What is being asked | Write out every entry exactly as it appears.

Exercise inputs |
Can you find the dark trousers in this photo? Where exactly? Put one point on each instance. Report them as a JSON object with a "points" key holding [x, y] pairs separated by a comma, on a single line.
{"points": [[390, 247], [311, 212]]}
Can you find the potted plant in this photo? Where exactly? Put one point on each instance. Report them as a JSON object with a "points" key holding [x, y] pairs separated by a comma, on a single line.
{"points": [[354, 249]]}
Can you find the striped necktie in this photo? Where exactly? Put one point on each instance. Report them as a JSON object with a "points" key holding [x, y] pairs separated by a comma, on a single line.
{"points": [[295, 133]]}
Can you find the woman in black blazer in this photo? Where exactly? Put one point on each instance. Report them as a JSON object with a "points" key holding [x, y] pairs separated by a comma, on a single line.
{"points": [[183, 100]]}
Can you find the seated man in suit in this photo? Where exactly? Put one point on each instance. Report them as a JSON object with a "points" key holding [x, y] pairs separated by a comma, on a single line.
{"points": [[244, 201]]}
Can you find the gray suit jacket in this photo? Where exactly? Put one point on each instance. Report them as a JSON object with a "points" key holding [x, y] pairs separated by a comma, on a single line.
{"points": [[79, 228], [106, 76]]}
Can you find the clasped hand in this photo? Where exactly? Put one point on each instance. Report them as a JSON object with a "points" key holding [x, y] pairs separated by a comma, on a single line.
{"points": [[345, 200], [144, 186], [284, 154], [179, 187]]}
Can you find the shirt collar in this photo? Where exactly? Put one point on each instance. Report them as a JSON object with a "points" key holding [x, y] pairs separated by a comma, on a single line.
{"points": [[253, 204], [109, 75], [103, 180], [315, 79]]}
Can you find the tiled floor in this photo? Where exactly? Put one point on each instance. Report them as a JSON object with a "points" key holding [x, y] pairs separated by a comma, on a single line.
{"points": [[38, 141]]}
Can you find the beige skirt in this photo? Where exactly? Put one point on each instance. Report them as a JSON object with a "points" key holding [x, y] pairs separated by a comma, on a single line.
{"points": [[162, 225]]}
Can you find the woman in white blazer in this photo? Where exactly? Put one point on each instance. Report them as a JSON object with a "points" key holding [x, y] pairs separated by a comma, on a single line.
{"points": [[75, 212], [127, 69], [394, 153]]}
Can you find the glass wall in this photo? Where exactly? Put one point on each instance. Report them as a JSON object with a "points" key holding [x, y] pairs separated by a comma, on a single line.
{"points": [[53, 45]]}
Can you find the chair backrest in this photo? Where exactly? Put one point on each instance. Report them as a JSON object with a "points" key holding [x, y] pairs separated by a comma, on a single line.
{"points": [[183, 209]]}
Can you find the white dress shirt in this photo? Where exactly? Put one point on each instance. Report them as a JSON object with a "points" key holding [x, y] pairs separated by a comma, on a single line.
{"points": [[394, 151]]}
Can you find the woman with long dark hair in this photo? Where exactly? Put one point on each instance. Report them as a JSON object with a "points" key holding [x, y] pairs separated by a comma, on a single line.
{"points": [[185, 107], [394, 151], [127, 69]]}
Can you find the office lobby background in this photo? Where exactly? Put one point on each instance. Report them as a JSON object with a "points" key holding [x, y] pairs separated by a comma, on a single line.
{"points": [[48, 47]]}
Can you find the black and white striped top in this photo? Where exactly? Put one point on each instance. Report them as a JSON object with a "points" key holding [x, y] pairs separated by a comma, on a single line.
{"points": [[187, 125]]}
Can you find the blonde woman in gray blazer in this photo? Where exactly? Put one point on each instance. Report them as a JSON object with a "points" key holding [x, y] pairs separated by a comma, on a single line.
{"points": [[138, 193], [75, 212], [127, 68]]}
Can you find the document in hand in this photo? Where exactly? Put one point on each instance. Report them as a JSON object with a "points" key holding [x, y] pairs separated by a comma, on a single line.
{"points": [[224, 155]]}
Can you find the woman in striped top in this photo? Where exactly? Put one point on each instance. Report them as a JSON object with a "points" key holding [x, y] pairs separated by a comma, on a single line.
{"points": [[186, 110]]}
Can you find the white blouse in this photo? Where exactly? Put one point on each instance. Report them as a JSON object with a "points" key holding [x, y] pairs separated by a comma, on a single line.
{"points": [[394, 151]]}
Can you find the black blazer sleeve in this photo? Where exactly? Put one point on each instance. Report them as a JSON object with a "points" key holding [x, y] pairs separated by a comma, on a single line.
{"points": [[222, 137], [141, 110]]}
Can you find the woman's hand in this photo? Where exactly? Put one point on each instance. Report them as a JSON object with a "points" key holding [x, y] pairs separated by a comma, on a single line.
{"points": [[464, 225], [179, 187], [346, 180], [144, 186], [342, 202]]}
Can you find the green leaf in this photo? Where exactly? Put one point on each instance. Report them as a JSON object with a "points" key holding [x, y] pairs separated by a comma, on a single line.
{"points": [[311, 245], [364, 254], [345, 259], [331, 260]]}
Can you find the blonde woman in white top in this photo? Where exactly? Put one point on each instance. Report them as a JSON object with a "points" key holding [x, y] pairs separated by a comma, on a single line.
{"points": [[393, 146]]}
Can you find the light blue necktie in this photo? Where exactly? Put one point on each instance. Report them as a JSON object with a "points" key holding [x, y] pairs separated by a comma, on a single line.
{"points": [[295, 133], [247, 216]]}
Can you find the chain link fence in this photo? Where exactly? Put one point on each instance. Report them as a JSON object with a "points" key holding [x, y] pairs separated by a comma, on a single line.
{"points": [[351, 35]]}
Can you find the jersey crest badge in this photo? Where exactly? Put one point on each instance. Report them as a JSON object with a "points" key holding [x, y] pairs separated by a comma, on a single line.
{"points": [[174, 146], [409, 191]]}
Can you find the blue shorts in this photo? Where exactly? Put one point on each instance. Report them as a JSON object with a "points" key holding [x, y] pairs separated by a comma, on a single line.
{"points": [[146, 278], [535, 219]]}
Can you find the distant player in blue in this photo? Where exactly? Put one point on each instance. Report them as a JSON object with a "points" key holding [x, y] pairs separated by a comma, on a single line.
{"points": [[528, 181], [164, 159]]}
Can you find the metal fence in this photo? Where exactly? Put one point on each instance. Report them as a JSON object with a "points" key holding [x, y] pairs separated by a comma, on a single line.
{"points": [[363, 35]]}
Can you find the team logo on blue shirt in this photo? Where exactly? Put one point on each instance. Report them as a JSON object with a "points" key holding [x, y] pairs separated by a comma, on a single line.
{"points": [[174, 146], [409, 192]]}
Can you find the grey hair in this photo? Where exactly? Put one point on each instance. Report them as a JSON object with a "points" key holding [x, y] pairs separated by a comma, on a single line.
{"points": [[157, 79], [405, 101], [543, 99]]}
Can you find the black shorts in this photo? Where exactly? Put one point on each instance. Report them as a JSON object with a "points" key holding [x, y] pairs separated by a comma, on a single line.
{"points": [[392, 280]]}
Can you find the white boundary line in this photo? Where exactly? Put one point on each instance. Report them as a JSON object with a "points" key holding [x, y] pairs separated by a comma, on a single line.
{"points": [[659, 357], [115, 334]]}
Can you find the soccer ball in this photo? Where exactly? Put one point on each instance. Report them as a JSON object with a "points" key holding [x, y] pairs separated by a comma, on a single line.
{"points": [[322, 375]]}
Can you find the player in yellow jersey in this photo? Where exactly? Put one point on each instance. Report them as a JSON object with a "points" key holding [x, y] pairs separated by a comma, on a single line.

Completed task |
Can you find the dark trousers in this photo? Where exactly? Put one point on each instance. Report them as a JSON object with a "points" key holding [x, y] pairs separated by a comma, on a single line.
{"points": [[390, 247], [311, 212]]}
Can you find the potted plant in this photo? Where exactly? Put one point on each instance. Report them as a JSON object with a "points" key holding [x, y] pairs separated by a comma, on a single line.
{"points": [[354, 249]]}
Can you find the striped necktie in this photo? Where exactly? Put one point on each instance. Report them as a JSON object with a "points" key holding [x, y] pairs separated by a comma, on a single line.
{"points": [[295, 133]]}
Can you find the woman in black blazer in this photo? Where exactly? Put one point on each instance. Report them as a JSON object with a "points" key holding [x, y] pairs separated by a comma, on a single line.
{"points": [[183, 100]]}
Can you find the seated man in suit in this photo? Where exactly? Put one point on each instance. Report them as a JSON object with a "points" key holding [x, y] pairs separated by a comma, on a single line.
{"points": [[244, 201]]}
Can you find the gray suit jacket in this photo? Where exactly? Put one point on each instance. Report them as a JSON object with a "points" key holding [x, y] pairs separated by a comma, on a single line.
{"points": [[79, 228], [106, 76]]}
Can you find the clasped hand in this photo? Where exactly? Put one point on each instance. Report them as a JSON object with a "points" key holding [x, y] pairs separated by a comma, on a single line.
{"points": [[345, 200], [144, 186], [284, 154], [179, 187]]}
Can you find the shirt collar in this photo? Where exactly? Put one point on each instance. Report them as a JSON object with a "points" key holding [x, y] pairs separated by a comma, on a single line.
{"points": [[253, 204], [109, 75], [103, 180], [315, 79]]}
Can you find the tiled floor in this photo? Where exactly? Put one point on each instance. Report them as a JSON object with a "points" key holding [x, y] pairs separated by a comma, on a single line.
{"points": [[38, 141]]}
Can you find the beige skirt in this photo? Where exactly? Put one point on each instance. Report them as a JSON object with a "points" key holding [x, y] pairs separated by a comma, on a single line.
{"points": [[162, 225]]}
Can you find the woman in white blazer in this photo? Where exactly? Put one point on each instance. Report them as a JSON object with a "points" key holding [x, y] pairs separated by a comma, on a single line.
{"points": [[75, 212], [127, 69], [394, 153]]}
Can you find the glass wall in this photo? Where exactly? Put one point on each instance. Report them as a JSON object with a "points" key holding [x, y] pairs separated by a comma, on a single line.
{"points": [[53, 45]]}
Can you find the chair backrest in this photo? Where exactly? Put one point on each instance. Report them as a JSON object with a "points" key holding [x, y] pairs separated by a comma, on a single line.
{"points": [[183, 209]]}
Can you find the white dress shirt in this photo? Where exactly? Put one point on each instance. Report them as a JSON object with a "points" key holding [x, y] pairs separated by a comma, on a single line.
{"points": [[394, 151]]}
Can you find the woman with long dark hair in this photo? Where exactly? Put one point on each instance. Report them as a JSON object with a "points" key holding [x, y] pairs separated by a comma, on a single line.
{"points": [[185, 107], [394, 151], [127, 69]]}
Can you find the office lobby background in this photo? Where exactly? Put one point on each instance. Report them as a JSON object with a "points" key holding [x, y] pairs separated by a comma, on a single line.
{"points": [[48, 47]]}
Can you find the black and white striped top in this photo? Where exactly? Put one point on each instance. Report them as a JSON object with a "points" key holding [x, y] pairs separated by a comma, on a single line.
{"points": [[187, 125]]}
Can you find the blonde woman in gray blazer in this photo? Where exactly? Put one point on each instance. Report them as a JSON object with a "points" key holding [x, y] pairs separated by a comma, on a single line.
{"points": [[138, 193], [75, 212], [127, 68]]}
Can you find the document in hand in this photo? Where exactly? Put one point on each instance. Report them as a JSON object with a "points" key holding [x, y] pairs separated by a comma, on a single line.
{"points": [[224, 155]]}
Can you find the woman in striped top in this photo? Where exactly? Put one point on each instance. Report them as a JSON object with a "points" key holding [x, y] pairs separated by a comma, on a single line.
{"points": [[186, 110]]}
Can you find the white blouse in this photo? Where exactly? Put one point on each instance. Report them as a JSON object with a "points" key holding [x, y] pairs separated by a comma, on a single line.
{"points": [[394, 151]]}
Can you find the black blazer sleeve in this photo? Where exactly? Put one point on each instance. Report them as a JSON object with a "points" key holding [x, y] pairs separated by a comma, on a single line.
{"points": [[222, 137], [141, 110]]}
Can you find the woman's hand in this photo? Where exactly? Put one point on each instance. Report them as a JSON object with a "points" key holding [x, y] pairs separated by a comma, on a single line.
{"points": [[464, 225], [179, 187], [346, 180], [144, 186], [342, 202]]}
Can you find the green leaf in this photo? Where exactly? Put one point on each instance. Report them as a JSON object with a "points" key holding [x, y] pairs separated by a comma, on a single line.
{"points": [[311, 245], [364, 254], [345, 259], [331, 260]]}
Can you find the blonde woman in white top in this photo? Where exactly? Put one point on each instance. Report them as a JSON object with a "points" key holding [x, y] pairs separated by a comma, on a single line.
{"points": [[393, 146]]}
Can you find the light blue necktie in this photo? Where exactly? Put one point on each instance. Report them as a JSON object with a "points" key holding [x, y] pairs separated by a comma, on a single line.
{"points": [[295, 133], [247, 216]]}
Can you find the chain link fence in this photo? Where exactly? Put one point on each instance. Report them as a JSON object with a "points" key holding [x, y] pairs separated by a comma, on a single line.
{"points": [[351, 35]]}
Can you find the jersey crest badge in this photo? Where exactly? Put one point on each instance. Report them as a JSON object with a "points" key holding [x, y] pairs separated by a comma, on a single line.
{"points": [[174, 146], [409, 191]]}
Can you find the blue shorts in this photo? Where exactly? Put one point on each instance. Report them as a JSON object with a "points" key holding [x, y] pairs separated by a comma, on a single line.
{"points": [[146, 278], [535, 219]]}
Can you find the distant player in blue in this photo? Where exactly? Put one point on each instance. Report them as a JSON object with a "points" key holding [x, y] pairs separated by a comma, on a single line.
{"points": [[528, 181], [164, 159]]}
Can you find the metal fence in this photo? Where exactly? Put one point on each instance. Report them as a JSON object with a "points" key holding [x, y] pairs separated by a comma, on a single line.
{"points": [[363, 35]]}
Can you find the team logo on blue shirt in this photo? Where exactly? Put one point on each instance. Report them as a JSON object with a "points" key holding [x, y] pairs separated by a comma, on a single line.
{"points": [[174, 146], [409, 192]]}
Can you find the grey hair in this photo? Where exactly? Put one point on each instance. Report them as a JSON object with a "points" key holding [x, y] pairs separated by a comma, on a single line.
{"points": [[157, 79], [405, 101], [543, 99]]}
Can you find the black shorts in this photo? Where exactly? Put one point on each instance. Report them as a JSON object with a "points" key holding [x, y] pairs separated by a comma, on a single line.
{"points": [[392, 280]]}
Can you find the white boundary line in this photo? Where exactly? Put one point on each instance. Report them as a JSON object with a "points" key holding [x, y] pairs separated by a comma, on a single line.
{"points": [[659, 357], [115, 334]]}
Can you find the soccer ball in this photo? Where exactly? Put one point on each instance. Report them as a JSON object with a "points" key holding [x, y] pairs separated by a comma, on a single line.
{"points": [[322, 375]]}
Can you find the player in yellow jersey in this photo? Where exactly? Put one point on each instance. Report them as a JSON object with a "points" key holding [x, y] pairs separated by a comma, on a single line.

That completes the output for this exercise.